(Task description) Please reproduce, exactly and with nothing added, the line containing "Target: netting fence" and every line after it to the end of the records.

(Natural language region descriptions)

>>>>

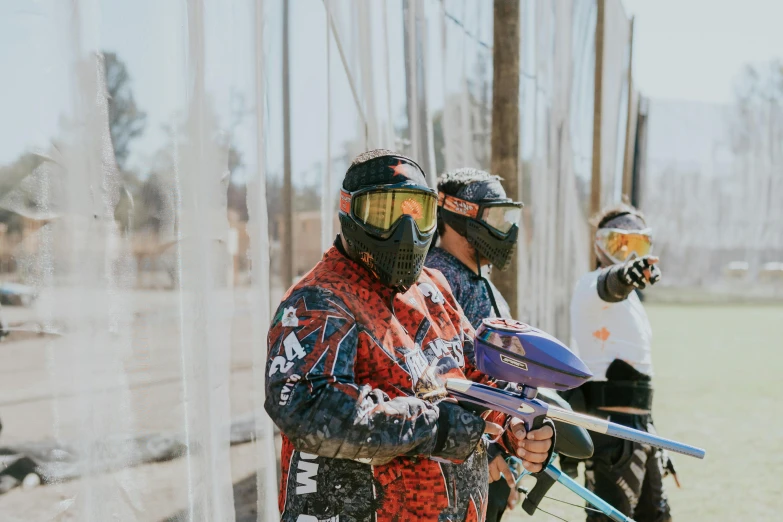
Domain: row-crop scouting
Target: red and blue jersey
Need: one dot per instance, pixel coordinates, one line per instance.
(354, 372)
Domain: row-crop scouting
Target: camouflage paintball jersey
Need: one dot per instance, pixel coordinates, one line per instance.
(351, 364)
(468, 289)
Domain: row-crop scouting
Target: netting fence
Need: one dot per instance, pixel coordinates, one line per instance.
(144, 205)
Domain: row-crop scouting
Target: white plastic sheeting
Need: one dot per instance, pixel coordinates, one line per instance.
(141, 181)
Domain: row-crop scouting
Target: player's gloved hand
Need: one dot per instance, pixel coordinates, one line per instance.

<<<<

(Your response)
Target: netting fence
Need: one dot per instance, pixel coordinates, one line per instance.
(144, 205)
Domain: row-crop scouting
Target: white plastic sheeting
Need: one dot per instance, pixel coordinates, one line per instance.
(141, 181)
Domain: row-crop scouting
Target: player's gloved hand
Need: one dot per instance, pixel coordinates, one line per instance.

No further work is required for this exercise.